Source:
- - - -

L’EGMO 2023 au jour le jour

La Slovénie accueille du 13 au 19 avril 2023 la 12è édition de l’European Girls’ Mathematical Olympiad (EGMO). La délégation française se compose de Madeleine de Belloy, Eva Jacob, Maryam Kouhkan et Elisa Zheng, avec Anna Luchnikova dans le rôle de team leader et Aline Cahuzac dans celui de deputy leader.

Jour 1 – jeudi 13 avril

Elles sont arrivées par train, par avion, par autobus et en voiture, elles viennent d’Italie, de Suisse, des US, mais elles sont bien arrivées sous le soleil radieux la pluie battante de la côte slovène : l’équipe de France a déjà démontré sa créativité caractéristique pour la première épreuve de la compétition, à savoir arriver jusqu’à Portoroz.

Premières arrivées, premières trempées, Eva et Aline sont accueillies par notre guide et peuvent s’extasier devant leurs chambres 4 étoile avec vue sur la mer – et la pluie, n’oublions pas la pluie. Profitant d’une prometteuse éclaircie après le déjeuner pour se dérouiller les jambes, elles décident d’aller longer la mer entre Piran et Portoroz.

Pendant qu’elle attendent la fin d’une averse de grêle impromptue sous un portique, arrivent Madeleine avec l’équipe italienne (longue histoire) puis Elisa, Maryam et Anna. Convergence menée avec succès donc, et l’équipe est au complet et en polos pour le dîner. Ou presque, puisque les leaders sont exclus des réjouissances principales : pour voir Anna, nous en serons donc réduits à nous donner rendez-vous au spa, commun entre nos deux hôtels.

Hélas, le spa est fermé ce soir. Il nous faut nous rabattre sur le plan B que connaît tout bon stagiaire POFM (ne se laissant pas dépayser par le nombre d’étoiles de son environnement) : écumer les couloirs jusqu’à tomber sur un repaire de jeux de société accueillant, puis rejoindre une partie prometteuse grâce à l’accent californien de Madeleine (très efficace).

Le jeu consiste à cogner son voisin avec un gourdin, voilà une activité saine (qui plaît immédiatement à Maryam).

Néanmoins, tout le monde a dû se lever tôt ce matin (n’est-ce pas Eva) et l’appel de nos oreillers se fait sentir. Ce sera donc une soirée raisonnable. En plus, la pluie devrait cesser justement pour la chasse au trésor du lendemain, et il s’agit de ne pas manquer cet événement.

- - - -

Extrait de données:
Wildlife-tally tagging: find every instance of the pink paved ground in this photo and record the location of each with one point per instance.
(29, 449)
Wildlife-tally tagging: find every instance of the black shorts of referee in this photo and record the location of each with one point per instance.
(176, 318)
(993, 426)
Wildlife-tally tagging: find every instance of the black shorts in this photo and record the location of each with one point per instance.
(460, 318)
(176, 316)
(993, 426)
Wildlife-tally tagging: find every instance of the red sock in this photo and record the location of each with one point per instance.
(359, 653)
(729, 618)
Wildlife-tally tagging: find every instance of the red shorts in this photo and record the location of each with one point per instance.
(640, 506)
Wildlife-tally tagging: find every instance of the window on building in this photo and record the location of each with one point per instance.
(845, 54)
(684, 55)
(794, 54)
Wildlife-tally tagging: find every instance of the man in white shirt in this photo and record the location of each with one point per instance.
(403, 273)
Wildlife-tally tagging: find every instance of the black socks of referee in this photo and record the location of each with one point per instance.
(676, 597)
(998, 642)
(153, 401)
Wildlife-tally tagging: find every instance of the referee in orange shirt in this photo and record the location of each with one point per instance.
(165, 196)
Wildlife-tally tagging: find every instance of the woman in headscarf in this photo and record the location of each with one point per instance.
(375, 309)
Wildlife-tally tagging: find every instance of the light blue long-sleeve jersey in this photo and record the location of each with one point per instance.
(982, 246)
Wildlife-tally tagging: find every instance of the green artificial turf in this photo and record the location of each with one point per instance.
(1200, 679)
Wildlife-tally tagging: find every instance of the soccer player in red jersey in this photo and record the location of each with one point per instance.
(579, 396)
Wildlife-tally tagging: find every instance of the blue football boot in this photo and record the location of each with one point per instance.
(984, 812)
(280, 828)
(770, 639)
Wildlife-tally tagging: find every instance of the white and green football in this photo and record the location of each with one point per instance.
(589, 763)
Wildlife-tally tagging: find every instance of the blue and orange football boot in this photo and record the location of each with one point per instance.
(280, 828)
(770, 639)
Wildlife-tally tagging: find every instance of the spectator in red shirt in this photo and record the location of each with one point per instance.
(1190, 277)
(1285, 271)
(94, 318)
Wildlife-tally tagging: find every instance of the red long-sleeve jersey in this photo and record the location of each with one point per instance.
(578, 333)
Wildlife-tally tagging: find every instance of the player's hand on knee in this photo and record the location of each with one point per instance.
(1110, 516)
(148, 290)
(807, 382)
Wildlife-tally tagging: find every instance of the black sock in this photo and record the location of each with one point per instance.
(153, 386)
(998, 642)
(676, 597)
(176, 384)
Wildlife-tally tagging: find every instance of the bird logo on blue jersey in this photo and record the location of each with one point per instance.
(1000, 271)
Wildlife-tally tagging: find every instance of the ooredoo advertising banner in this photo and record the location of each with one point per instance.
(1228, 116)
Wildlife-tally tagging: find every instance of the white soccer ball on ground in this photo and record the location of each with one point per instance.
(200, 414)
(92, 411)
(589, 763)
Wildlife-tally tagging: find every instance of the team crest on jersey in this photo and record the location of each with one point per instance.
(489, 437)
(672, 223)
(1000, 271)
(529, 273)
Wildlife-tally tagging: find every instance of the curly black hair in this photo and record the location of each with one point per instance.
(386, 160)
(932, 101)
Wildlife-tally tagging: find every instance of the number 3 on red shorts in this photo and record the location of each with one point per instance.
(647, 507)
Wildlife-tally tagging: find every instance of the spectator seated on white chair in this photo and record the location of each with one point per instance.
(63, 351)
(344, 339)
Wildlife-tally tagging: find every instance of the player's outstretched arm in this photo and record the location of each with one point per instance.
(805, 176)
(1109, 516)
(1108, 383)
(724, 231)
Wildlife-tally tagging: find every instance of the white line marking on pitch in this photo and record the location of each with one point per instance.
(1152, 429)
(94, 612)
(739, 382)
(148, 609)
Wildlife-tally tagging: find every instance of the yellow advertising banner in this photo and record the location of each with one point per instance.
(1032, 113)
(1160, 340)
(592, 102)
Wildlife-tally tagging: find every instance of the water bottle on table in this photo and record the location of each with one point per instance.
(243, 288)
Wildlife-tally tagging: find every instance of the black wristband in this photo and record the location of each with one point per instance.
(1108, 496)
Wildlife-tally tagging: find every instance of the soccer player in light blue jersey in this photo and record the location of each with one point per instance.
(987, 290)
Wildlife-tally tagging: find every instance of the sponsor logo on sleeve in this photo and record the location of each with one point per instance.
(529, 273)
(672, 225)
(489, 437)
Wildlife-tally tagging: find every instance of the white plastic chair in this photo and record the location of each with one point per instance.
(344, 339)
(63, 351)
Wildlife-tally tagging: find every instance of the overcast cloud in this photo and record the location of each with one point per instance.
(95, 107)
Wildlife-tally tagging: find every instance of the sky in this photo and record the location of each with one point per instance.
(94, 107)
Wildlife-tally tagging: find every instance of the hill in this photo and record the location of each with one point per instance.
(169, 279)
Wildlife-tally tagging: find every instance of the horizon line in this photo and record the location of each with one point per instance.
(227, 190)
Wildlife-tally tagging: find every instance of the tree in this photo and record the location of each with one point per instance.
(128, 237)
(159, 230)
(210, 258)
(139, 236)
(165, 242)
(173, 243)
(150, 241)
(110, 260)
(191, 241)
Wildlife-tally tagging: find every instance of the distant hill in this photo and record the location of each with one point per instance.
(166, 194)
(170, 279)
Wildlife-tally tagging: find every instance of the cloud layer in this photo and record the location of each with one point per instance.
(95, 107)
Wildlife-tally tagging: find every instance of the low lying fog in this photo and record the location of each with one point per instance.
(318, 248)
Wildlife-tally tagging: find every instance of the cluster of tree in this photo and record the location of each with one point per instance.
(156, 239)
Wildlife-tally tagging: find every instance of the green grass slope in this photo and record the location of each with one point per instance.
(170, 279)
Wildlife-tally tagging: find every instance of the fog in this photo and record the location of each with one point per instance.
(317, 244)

- - - -

Liste des tâches:
(a) Dans le récit de l'EGMO 2023, qui tient le rôle de deputy leader de la délégation française ?
(b) Poursuivez le récit de l'EGMO 2023 après sa dernière phrase, dans le même ton.

Réponses par tâche:
(a) Aline Cahuzac.

(b)
Jour 2 – vendredi 14 avril 2023

Pour ne pas nous dépayser dès le deuxième jour, la pluie se lève avec nous ce matin et nous accompagne un bout de chemin sur la chasse au trésor qui se déroule entre Piran et Portoroz. Au programme : topographie, dessin, jeux divers, et stratégies pour doubler les autres équipes et ne pas attendre aux stations.

De retour à l’hôtel et sous un beau soleil désormais, nous décidons d’employer la longue pause qui nous est donnée pour le déjeuner à quelques révisions orchestrées par Maryam. Sur le format “la réponse à toutes vos questions sur…”, la séance s’évère fructueuse pour tout le monde, mais moins pour notre déjeuner puisque, là encore pour ne pas déroger à la règle, le lieu et l’horaire ont encore changé. Nous devons donc nous dépêcher un peu plus que prévu, le tout sous le regard noir des serveurs (du moins des serveurs humanoïdes, les robots chat-serveur qui déambulent un peu partout ne nous disent rien de plus que d’habitude).

Nous sommes pourtant à l’heure à la cérémonie d’ouverture ! (notre guide nous a dit que la réputation des français nous précédait, donc qu’il n’était plus surpris de rien avec nous) Le présentateur professionnel est un comédien apparemment champion de récitation des décimales de pi par cœur, ce qui lui vaut des applaudissements d’autant plus enthousiastes que tout le monde craint qu’il ne se lance dans les fameuses deux heures de la mythique litanie.

La présidente et le ministre slovènes, juste à côté de l’équipe de France (c’est qu’elles sont vraiment photogéniques).

Heureusement, les principaux discours sont courts et intéressants : la présidente slovène en personne (qui se propose aimablement de servir de role model pour qui veut), le ministre de l’éducation (ancien leader IMO)… S’ensuit le traditionnel défilé des équipes qui permet au charisme extraordinaire de nos 4 participantes (plus Gabrielle) de rayonner sous un tonnerre d’applaudissements (et celui du groupe de percussions local).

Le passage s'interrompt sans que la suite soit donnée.